▶ [THE REQUEST]:
Return all entries precisely as they stand, without the images.

--- Start of RECORDS FOR THE TASK ---

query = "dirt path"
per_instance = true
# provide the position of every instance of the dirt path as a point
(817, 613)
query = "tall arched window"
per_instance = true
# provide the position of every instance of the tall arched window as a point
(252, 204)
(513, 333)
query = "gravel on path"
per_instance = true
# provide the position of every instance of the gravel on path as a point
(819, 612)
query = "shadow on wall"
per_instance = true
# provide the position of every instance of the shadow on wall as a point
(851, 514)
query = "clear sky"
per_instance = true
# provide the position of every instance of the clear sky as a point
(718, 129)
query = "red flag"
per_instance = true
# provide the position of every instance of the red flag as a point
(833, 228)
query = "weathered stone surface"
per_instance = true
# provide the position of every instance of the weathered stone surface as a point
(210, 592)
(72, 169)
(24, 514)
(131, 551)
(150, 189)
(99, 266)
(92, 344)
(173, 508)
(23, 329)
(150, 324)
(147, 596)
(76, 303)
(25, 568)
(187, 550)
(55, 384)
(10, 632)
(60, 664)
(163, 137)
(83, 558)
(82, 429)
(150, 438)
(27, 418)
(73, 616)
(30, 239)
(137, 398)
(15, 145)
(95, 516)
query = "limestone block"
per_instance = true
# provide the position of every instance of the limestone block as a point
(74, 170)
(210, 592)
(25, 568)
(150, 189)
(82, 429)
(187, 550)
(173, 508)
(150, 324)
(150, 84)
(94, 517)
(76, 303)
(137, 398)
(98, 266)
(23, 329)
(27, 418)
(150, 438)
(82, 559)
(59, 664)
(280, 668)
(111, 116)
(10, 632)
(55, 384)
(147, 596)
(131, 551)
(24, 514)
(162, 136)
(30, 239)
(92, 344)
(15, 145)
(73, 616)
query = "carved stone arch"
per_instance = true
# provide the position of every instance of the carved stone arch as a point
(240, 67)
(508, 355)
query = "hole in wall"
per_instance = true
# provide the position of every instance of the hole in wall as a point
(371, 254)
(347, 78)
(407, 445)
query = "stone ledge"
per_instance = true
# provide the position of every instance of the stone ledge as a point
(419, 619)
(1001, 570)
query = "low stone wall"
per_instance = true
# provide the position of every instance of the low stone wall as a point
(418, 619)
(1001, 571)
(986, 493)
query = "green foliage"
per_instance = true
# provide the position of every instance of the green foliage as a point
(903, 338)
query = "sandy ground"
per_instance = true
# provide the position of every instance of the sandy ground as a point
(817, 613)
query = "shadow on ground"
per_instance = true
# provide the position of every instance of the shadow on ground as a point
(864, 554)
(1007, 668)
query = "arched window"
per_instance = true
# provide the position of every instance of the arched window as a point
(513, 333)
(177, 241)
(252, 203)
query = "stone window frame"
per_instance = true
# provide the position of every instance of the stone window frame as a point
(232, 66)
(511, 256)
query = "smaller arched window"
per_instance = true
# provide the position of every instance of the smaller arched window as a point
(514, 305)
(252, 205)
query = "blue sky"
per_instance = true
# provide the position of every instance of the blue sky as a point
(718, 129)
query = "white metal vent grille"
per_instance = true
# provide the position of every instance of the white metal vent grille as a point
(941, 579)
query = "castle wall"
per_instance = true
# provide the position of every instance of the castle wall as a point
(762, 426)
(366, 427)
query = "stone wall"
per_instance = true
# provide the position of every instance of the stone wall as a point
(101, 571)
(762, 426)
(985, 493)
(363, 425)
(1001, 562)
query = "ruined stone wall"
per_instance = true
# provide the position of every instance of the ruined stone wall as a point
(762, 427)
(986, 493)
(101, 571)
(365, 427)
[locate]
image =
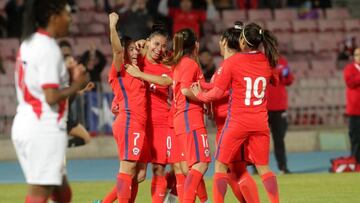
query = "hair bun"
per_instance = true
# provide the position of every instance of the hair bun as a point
(238, 25)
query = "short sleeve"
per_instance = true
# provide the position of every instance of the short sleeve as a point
(223, 77)
(189, 74)
(51, 67)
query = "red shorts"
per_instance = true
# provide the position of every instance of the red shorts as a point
(130, 141)
(176, 151)
(159, 143)
(236, 145)
(196, 146)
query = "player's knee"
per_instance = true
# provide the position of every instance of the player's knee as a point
(262, 169)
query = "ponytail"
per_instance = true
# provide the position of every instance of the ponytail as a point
(270, 47)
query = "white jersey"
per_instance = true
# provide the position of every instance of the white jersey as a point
(40, 65)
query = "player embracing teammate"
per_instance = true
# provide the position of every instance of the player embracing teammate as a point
(246, 75)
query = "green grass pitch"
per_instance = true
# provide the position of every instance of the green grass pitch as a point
(304, 188)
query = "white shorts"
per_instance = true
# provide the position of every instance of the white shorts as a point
(41, 151)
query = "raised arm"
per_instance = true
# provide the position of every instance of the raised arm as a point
(163, 7)
(117, 49)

--- End of RECORDS FOR THE TASK ---

▶ [CORRECT RESPONSE]:
query = "dirt path"
per_instance = true
# provide the position of every instance of the dirt path as a point
(817, 613)
query = "tall arched window"
per_instance = true
# provide the position of every instance of the tall arched window as a point
(252, 204)
(513, 333)
query = "gravel on path"
per_instance = true
# provide the position of every instance of the gravel on path as a point
(819, 612)
query = "shadow on wall"
per_instance = true
# provide the position of every instance of the shadow on wall as a point
(851, 514)
query = "clear sky"
per_instance = true
# provide the position of every instance of the clear sky as a point
(718, 129)
query = "red flag"
per_instance = true
# provide the position of every instance of the red flag as a point
(833, 228)
query = "weathered stone surface"
per_instance = true
# provide the position of every instance of the weathered stone surface as a point
(210, 592)
(72, 169)
(24, 514)
(131, 551)
(150, 189)
(99, 266)
(92, 344)
(173, 508)
(23, 329)
(150, 324)
(147, 596)
(76, 303)
(25, 568)
(187, 550)
(55, 384)
(10, 632)
(60, 664)
(163, 137)
(83, 558)
(82, 429)
(150, 438)
(27, 418)
(73, 616)
(30, 239)
(137, 398)
(15, 145)
(95, 516)
query = "limestone block"
per_instance = true
# provide the position of every instance of the limestone block as a point
(74, 170)
(210, 592)
(25, 568)
(150, 189)
(82, 429)
(187, 550)
(173, 508)
(150, 324)
(150, 84)
(94, 517)
(76, 303)
(137, 398)
(98, 266)
(23, 329)
(27, 418)
(150, 438)
(82, 559)
(59, 664)
(280, 668)
(111, 116)
(10, 632)
(55, 384)
(147, 596)
(131, 551)
(24, 514)
(162, 136)
(30, 239)
(92, 344)
(15, 145)
(73, 616)
query = "carved stone arch"
per_instance = true
# provide the position of every instance of the carved stone arch as a point
(240, 67)
(508, 355)
query = "hole in wall"
per_instance = true
# provide the position of every instance of the hole in wall as a point
(371, 254)
(347, 78)
(407, 445)
query = "stone ledge"
per_instance = true
# provide the position of every instance of the stone ledge as a point
(419, 619)
(1001, 570)
query = "low stone wall"
per_instance = true
# provide the position of every instance of the low stone wall as a point
(418, 619)
(1001, 571)
(986, 493)
query = "green foliage"
per_instance = true
# provide the position of every instance of the green foliage as a point
(903, 338)
query = "sandy ground"
per_instance = true
# provide the position of every instance of the sandy ground as a point
(817, 613)
query = "shadow on ground"
per_instance = true
# provide the position of every instance of the shadow on ground as a point
(864, 554)
(1007, 668)
query = "arched window"
per_instance = true
# provide the position of every instance of the arched window as a point
(513, 333)
(177, 241)
(252, 203)
query = "stone window frame"
per_instance = true
# provide the position of every instance of the stone window frame as a point
(232, 66)
(511, 256)
query = "smaller arched window"
per_instance = true
# provide the position of every instance of the smaller arched window as a point
(514, 305)
(252, 205)
query = "blue sky"
per_instance = true
# provide the position of every instance of the blue sky as a point
(718, 129)
query = "white metal vent grille"
per_instance = true
# provide the position of every instance of the white metal vent grille as a point
(941, 579)
query = "castle wall"
per_instance = true
# provide the position of every instance of the castle wall as a point
(762, 426)
(366, 427)
query = "stone wall"
per_instance = true
# provide the position of every instance of the stone wall as a point
(101, 571)
(762, 426)
(985, 493)
(363, 425)
(1001, 562)
query = "ruined stone wall"
per_instance = true
# provide the position of every instance of the ruined stone wall as a point
(762, 427)
(986, 493)
(101, 571)
(365, 427)
[locate]
image =
query = "hair bun"
per_instance = true
# provide the position of every instance of the hair bun as a point
(238, 25)
query = "short sleeve"
per_instance = true
# provide the position of every instance of the short sleeve as a point
(223, 77)
(189, 74)
(51, 67)
query = "red shorts"
per_instance = true
# provide the position of every instance of the red shorts as a point
(130, 141)
(176, 151)
(159, 143)
(236, 145)
(196, 146)
query = "player's knee"
per_instance = true
# provide the position of every instance of the player's knee as a point
(262, 169)
query = "ponytail"
per_instance = true
# provide the position of every instance of the ponytail as a point
(270, 47)
query = "white jersey"
per_instance = true
# provide the position of every instance of the white jersey as a point
(40, 65)
query = "player embracing teammate"
per_instance = true
# provide the position of every instance of the player embracing teammate as a point
(246, 75)
query = "green grass pitch"
per_instance = true
# provide the position of every instance of the green grass pitch as a point
(304, 188)
query = "white shorts"
per_instance = true
# provide the position of every instance of the white shorts as a point
(41, 151)
query = "raised arm"
per_instance = true
# provide the position of every instance of the raised arm as a point
(163, 7)
(117, 49)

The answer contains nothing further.